::: Input data

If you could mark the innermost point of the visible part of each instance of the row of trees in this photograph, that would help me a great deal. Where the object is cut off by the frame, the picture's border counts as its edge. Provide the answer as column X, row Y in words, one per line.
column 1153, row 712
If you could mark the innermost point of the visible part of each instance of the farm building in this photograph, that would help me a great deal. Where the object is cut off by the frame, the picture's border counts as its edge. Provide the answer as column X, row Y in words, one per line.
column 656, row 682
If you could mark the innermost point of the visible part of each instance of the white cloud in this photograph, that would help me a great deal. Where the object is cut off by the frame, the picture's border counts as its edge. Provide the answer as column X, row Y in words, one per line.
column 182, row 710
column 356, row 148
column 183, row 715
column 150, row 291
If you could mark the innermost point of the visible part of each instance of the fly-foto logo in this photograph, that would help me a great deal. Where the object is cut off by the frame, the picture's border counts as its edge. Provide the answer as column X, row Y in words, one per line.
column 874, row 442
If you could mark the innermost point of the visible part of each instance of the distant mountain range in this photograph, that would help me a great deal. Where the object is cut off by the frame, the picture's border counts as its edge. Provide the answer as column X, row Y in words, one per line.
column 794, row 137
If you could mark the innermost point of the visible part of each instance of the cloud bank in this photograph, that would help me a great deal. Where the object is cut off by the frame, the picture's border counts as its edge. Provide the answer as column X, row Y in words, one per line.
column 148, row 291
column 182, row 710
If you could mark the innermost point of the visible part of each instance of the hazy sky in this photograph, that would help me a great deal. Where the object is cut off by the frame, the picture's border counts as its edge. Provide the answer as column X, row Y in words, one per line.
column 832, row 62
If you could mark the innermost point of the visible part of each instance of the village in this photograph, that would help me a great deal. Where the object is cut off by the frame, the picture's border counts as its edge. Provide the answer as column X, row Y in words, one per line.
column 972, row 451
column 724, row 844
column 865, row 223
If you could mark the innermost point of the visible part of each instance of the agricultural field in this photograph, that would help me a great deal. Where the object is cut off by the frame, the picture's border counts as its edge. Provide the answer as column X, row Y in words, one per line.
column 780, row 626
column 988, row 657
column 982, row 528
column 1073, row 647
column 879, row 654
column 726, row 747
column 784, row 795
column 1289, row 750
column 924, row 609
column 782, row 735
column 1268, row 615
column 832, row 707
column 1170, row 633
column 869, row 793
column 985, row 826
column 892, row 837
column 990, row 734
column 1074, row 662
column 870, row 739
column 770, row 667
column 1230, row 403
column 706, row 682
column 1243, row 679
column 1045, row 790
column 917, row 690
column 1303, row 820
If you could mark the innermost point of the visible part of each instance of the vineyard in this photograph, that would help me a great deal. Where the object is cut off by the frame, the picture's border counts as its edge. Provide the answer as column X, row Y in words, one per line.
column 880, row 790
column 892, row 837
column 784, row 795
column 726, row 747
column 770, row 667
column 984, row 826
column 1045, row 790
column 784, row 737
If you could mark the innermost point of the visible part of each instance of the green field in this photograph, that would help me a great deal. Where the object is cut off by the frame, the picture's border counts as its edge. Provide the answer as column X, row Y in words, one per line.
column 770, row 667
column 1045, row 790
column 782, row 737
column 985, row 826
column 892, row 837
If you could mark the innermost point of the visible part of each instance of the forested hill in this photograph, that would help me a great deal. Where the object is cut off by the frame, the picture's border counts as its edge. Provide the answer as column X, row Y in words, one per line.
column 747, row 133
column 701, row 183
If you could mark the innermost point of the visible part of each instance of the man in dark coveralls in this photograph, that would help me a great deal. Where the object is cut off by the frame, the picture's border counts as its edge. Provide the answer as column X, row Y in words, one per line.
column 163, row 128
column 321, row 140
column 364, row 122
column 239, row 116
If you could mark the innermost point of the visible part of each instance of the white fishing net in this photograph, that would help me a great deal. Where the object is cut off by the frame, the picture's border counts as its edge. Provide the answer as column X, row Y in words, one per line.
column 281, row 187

::::::

▶ _To do_: Copy out all of the lines above exactly.

▶ _Answer to the exercise_:
If you could mark the innermost point of the visible part of each instance of the row of trees in this photograph, that would help me a great deal. Where the object is cut off by the frame, the picture's border counts as its edge. Provide the answer as column X, row Y in words, one per line.
column 1153, row 712
If you could mark the innermost point of the visible part of each instance of the farm building in this photograph, that would help me a great deal. Where the object is cut off by the frame, the picture's border counts as its edge. Provide the answer as column X, row Y in words, one per line.
column 656, row 682
If you could mark the innermost point of the visible part of each instance of the white cloud in this photograph, that would help me a great deal. Where the object is cut off by the frame, the picture's border counts as its edge. Provide the answer as column X, row Y in words, one per line.
column 182, row 710
column 356, row 148
column 183, row 715
column 150, row 291
If you could mark the innermost point of the visible part of each instance of the fly-foto logo in this photograph, that would help me a great deal. Where the object is cut off by the frame, the picture's border counts as its edge. Provide the answer as column X, row Y in words, one per line.
column 874, row 442
If you could mark the innermost point of the visible part of each instance of the distant mountain range in this photograph, that would help me a great deal. Where the object is cut off by the frame, the picture's border counts as its edge. Provide the answer as column X, row Y in words, one per line.
column 794, row 137
If you could mark the innermost point of the visible part of each instance of the cloud bank in this photograph, that would help me a great deal. Where the object is cut off by the frame, the picture's border counts as its edge. Provide the answer as column X, row Y in words, one per line.
column 148, row 291
column 182, row 710
If you could mark the innermost point of the visible part of each instance of the hazy sky in this photograph, that would help me a great deal. Where the object is cut off by the frame, the picture's border counts as its edge. Provide the answer as column X, row Y in words, one per line.
column 832, row 62
If you could mark the innermost point of the visible part of each instance of the village in this photograph, that would help me a great deal. Where the object is cut off by the frame, the picture's border counts as its edge. Provide the answer as column X, row Y in words, one per line.
column 972, row 451
column 724, row 844
column 865, row 223
If you could mark the innermost point of the visible part of each instance of the agricultural field in this photograph, that would help me a great deal. Where the object is cut off by the frame, the picture's border counts as its edge. Provide the answer as column X, row Y in words, one per line.
column 780, row 626
column 988, row 657
column 982, row 528
column 1073, row 647
column 879, row 654
column 726, row 747
column 784, row 795
column 1289, row 750
column 924, row 609
column 782, row 735
column 1268, row 615
column 832, row 707
column 1170, row 633
column 869, row 793
column 985, row 826
column 892, row 837
column 990, row 734
column 1074, row 662
column 870, row 739
column 770, row 667
column 1230, row 403
column 706, row 682
column 1243, row 679
column 1045, row 790
column 917, row 690
column 1303, row 820
If you could mark the innermost point of the visible part of each instance of the vineyard in this photograph, that would help me a great deal. Where the object is cut off by the frame, the picture's border counts as its edge. Provide the answer as column X, row Y in words, one per line.
column 880, row 790
column 892, row 837
column 784, row 795
column 726, row 747
column 770, row 667
column 984, row 826
column 1045, row 790
column 784, row 737
If you could mark the innermost point of the visible part of each instance of the green field in this photograph, that would help me a great deal. Where the object is cut off by the frame, the picture's border counts as its edge. Provide the answer as column X, row Y in words, one per line.
column 770, row 667
column 1045, row 790
column 782, row 737
column 985, row 826
column 892, row 837
If you could mark the innermost point of the visible part of each instance of the forested hill in this photograph, that would help me a great deal. Where the object is cut off by the frame, the picture's border counts as its edge. Provide the answer as column X, row Y in words, one per line.
column 747, row 133
column 701, row 183
If you could mark the innermost point of the visible part of each instance of the man in dark coveralls in this photograph, that would help me a great deal. Where the object is cut off by the frame, the picture's border counts as its edge. Provide the answer as column X, row Y in words, one per line.
column 163, row 128
column 321, row 140
column 364, row 122
column 239, row 116
If you could mark the innermost point of the visible part of each instance of the white fishing net in this photograph, that would help me a great deal. Where the object is cut off by the frame, the picture's border counts as its edge. Provide the answer as column X, row Y in words, one per line.
column 281, row 187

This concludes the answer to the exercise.